Recorded data

** begin **

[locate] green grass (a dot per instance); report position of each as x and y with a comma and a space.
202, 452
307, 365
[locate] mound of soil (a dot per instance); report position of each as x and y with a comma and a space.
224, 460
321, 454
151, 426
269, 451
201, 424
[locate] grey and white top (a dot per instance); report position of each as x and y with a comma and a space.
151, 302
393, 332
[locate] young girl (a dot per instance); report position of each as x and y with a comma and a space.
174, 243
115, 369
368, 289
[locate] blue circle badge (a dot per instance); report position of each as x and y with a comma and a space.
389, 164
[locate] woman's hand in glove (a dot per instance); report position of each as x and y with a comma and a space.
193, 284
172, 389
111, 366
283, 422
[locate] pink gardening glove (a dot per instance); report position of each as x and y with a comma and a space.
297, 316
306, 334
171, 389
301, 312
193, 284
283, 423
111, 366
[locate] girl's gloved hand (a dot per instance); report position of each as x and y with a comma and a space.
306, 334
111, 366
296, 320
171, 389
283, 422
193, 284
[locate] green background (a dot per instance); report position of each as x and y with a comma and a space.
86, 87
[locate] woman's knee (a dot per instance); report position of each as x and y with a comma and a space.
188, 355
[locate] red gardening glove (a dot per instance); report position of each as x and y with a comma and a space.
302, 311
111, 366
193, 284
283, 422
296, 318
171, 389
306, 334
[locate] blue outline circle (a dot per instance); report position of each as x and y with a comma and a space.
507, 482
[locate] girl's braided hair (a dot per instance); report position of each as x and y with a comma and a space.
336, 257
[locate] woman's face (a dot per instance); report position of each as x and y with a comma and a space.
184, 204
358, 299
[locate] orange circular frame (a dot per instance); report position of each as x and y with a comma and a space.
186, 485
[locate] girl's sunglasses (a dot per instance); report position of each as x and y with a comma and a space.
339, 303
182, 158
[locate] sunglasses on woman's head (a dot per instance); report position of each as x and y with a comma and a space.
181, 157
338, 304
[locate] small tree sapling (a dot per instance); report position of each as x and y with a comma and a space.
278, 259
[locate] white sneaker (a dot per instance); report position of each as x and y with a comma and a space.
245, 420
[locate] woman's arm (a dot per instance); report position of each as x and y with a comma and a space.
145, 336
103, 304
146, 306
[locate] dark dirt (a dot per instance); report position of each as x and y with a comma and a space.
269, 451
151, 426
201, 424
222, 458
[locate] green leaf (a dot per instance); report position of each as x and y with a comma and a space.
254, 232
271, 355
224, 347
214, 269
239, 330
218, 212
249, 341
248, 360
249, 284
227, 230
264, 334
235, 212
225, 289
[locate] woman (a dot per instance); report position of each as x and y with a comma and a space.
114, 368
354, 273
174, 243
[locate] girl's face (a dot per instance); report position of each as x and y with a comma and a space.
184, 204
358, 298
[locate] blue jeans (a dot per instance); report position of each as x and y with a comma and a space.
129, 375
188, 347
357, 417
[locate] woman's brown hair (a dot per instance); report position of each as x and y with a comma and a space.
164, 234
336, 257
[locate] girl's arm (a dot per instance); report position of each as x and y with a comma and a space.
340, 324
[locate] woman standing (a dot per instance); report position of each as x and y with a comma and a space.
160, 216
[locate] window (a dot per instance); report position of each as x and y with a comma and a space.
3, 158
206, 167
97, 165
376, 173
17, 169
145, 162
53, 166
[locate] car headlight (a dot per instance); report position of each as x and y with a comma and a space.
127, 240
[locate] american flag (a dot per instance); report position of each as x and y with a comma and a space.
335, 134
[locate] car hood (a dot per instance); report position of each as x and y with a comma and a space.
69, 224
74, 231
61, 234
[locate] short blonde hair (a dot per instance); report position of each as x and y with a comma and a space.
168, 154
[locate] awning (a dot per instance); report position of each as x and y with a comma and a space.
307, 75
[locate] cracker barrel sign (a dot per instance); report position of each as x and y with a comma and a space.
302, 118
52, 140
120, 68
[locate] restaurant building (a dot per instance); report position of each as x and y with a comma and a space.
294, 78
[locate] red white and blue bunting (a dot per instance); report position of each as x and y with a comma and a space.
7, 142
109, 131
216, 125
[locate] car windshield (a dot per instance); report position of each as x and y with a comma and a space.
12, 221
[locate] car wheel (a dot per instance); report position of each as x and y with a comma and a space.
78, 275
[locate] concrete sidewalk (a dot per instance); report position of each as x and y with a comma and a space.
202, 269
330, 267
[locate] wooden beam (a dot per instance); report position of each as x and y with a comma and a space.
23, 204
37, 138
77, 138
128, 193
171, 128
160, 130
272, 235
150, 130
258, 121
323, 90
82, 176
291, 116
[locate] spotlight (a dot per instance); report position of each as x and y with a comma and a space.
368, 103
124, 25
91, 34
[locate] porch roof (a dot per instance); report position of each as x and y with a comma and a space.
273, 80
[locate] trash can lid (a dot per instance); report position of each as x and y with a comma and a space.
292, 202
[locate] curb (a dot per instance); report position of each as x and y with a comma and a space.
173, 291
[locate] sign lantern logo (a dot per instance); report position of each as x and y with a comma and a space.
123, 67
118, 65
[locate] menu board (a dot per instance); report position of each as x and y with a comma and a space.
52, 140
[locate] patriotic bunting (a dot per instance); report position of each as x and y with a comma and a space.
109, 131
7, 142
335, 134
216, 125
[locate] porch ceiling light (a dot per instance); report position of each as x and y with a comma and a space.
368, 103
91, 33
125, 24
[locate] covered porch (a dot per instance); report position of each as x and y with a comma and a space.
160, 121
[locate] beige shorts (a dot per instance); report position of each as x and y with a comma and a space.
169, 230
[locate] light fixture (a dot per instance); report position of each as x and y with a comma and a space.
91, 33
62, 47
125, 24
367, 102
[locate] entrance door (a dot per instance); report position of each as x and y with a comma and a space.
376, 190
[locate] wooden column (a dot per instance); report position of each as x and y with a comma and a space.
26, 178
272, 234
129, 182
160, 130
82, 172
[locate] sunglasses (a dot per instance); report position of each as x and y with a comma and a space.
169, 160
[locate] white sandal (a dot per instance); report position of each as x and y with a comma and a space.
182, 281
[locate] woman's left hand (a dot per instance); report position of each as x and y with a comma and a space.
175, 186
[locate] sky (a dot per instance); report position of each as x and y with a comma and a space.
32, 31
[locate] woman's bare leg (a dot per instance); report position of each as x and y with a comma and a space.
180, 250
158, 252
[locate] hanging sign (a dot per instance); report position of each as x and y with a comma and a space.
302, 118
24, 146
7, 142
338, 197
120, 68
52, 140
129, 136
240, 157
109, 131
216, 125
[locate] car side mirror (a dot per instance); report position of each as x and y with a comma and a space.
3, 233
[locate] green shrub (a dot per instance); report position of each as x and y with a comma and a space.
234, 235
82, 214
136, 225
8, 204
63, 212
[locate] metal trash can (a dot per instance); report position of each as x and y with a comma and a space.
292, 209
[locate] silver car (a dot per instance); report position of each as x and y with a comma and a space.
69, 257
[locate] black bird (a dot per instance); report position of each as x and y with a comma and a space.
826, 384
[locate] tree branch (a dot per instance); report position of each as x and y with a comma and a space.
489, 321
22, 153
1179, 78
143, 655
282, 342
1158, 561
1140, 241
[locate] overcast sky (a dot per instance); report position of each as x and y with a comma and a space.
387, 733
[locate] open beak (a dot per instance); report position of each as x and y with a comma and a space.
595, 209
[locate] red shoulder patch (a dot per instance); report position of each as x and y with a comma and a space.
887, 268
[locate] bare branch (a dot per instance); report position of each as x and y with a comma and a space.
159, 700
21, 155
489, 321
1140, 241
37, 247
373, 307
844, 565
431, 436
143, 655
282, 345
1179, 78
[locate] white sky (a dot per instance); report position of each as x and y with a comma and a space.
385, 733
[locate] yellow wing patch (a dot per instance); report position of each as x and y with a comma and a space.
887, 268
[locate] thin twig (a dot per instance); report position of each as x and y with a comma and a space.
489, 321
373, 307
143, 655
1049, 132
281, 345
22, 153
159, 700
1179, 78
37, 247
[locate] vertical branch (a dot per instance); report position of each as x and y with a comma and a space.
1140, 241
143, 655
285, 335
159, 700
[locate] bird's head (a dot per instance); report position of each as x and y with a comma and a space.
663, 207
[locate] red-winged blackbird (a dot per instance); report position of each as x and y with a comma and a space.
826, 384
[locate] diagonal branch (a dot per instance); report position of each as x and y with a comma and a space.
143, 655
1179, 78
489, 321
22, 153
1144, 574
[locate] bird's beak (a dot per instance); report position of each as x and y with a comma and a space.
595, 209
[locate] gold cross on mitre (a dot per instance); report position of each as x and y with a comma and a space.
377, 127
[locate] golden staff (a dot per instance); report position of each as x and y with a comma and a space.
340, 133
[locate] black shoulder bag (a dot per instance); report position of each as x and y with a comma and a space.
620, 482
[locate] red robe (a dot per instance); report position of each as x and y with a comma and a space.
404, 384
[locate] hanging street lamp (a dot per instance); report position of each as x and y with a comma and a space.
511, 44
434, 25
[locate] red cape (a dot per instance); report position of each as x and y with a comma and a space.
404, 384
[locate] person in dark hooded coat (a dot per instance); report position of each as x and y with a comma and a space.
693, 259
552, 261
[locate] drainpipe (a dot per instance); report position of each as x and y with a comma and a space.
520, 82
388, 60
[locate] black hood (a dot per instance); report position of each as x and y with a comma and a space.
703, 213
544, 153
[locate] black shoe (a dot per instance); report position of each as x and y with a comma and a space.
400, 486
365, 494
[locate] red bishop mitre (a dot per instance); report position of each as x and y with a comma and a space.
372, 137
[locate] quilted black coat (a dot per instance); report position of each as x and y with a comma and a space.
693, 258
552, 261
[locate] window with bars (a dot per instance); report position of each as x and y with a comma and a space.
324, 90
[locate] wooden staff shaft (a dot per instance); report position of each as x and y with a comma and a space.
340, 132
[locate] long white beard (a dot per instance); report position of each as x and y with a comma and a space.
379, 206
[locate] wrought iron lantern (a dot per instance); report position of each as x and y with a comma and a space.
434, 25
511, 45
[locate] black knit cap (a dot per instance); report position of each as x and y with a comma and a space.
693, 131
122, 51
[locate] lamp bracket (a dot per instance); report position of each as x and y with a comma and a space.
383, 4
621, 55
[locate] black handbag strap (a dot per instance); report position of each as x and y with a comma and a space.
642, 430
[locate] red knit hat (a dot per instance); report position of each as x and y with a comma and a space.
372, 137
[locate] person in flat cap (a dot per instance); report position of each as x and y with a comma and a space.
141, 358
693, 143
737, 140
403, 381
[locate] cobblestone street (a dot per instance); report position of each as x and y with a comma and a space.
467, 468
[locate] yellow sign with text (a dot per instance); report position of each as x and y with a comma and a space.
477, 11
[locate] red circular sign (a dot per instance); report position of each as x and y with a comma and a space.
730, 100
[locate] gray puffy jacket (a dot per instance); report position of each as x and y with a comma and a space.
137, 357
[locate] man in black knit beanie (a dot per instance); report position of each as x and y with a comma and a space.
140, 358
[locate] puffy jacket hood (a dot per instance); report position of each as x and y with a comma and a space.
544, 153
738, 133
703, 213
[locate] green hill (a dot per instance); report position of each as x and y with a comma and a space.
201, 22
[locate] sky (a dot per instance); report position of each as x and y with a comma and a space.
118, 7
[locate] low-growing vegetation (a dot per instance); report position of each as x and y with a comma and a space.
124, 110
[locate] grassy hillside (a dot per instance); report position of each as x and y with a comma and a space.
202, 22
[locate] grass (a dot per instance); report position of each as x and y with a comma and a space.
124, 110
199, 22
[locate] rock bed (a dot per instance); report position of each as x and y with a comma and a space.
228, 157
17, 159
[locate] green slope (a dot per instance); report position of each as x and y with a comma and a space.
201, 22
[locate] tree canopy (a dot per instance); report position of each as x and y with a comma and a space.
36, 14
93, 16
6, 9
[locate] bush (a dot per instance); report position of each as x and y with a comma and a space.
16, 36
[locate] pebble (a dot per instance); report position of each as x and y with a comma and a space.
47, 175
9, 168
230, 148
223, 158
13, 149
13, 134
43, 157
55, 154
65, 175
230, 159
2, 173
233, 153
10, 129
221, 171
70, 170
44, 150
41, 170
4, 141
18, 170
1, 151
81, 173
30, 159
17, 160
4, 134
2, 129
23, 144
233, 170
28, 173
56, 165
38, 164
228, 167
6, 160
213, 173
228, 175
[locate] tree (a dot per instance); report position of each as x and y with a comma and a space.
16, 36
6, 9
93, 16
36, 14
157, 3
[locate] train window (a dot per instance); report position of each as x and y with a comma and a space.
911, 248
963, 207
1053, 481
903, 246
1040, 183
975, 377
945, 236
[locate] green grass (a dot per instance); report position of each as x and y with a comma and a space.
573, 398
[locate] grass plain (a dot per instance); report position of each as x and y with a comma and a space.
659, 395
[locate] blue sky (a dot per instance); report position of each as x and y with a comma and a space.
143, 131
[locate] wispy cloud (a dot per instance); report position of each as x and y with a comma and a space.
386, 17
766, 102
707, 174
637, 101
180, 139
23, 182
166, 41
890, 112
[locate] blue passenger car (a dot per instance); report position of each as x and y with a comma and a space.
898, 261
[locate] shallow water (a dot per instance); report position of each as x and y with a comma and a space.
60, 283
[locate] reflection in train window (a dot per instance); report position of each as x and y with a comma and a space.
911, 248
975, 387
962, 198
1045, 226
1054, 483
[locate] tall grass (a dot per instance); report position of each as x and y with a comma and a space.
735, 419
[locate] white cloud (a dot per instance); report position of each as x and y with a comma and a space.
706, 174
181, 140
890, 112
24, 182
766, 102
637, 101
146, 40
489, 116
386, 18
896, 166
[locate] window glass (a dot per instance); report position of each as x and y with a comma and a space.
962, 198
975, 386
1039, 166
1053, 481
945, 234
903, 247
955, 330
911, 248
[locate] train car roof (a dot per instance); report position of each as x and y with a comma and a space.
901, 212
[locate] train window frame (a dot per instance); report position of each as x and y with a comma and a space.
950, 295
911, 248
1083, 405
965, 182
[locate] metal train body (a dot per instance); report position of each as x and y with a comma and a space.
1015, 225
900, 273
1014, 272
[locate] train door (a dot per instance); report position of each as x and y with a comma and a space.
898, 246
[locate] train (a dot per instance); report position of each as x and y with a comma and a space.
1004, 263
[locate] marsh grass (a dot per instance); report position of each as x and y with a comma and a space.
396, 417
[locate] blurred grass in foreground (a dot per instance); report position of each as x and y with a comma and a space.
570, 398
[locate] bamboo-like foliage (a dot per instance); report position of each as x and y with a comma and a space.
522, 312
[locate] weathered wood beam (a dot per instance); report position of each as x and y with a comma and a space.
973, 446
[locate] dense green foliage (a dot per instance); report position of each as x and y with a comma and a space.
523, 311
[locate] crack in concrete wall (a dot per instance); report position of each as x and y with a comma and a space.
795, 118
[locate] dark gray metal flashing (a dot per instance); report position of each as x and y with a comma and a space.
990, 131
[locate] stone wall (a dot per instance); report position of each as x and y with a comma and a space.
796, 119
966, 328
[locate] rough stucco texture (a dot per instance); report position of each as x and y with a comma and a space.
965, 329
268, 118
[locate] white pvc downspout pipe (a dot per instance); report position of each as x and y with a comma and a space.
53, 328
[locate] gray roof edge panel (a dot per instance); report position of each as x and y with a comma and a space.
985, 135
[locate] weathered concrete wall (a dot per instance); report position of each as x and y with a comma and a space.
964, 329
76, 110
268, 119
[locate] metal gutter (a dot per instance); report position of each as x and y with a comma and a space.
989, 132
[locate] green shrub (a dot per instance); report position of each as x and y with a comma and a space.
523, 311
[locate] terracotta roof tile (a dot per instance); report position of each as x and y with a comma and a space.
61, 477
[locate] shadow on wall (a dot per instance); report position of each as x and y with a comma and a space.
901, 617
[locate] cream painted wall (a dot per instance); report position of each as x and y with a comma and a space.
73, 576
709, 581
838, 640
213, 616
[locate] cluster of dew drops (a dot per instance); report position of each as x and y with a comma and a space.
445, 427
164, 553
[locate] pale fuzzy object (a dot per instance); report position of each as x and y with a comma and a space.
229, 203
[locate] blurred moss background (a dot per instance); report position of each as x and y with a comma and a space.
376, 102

** end **

- Request:
From the line containing "[locate] weathered concrete" down to the last line, reproduce the records exactly. Include both ends.

- The solution:
[locate] weathered concrete wall (a dot per instance); report position of each as x and y with a comma and a space.
964, 329
76, 110
268, 119
[locate] metal gutter (a dot per instance); report position of each as x and y with a comma and a space.
989, 132
[locate] green shrub (a dot per instance); report position of each as x and y with a comma and a space.
523, 311
[locate] terracotta roof tile (a dot per instance); report position of each as x and y with a comma and a space.
61, 477
[locate] shadow on wall (a dot per instance); report position of each as x and y with a comma and a space.
901, 617
[locate] cream painted wall (a dot per instance); report position of each as x and y with a comma and a space.
73, 576
709, 581
838, 640
213, 616
[locate] cluster of dew drops (a dot per instance); report position of each as x and y with a comma and a space.
445, 427
164, 553
[locate] pale fuzzy object (a dot per instance); report position of each as x and y with a comma and a space.
229, 203
[locate] blurred moss background (a dot per instance); report position of each as x and y with a comma and a space.
376, 102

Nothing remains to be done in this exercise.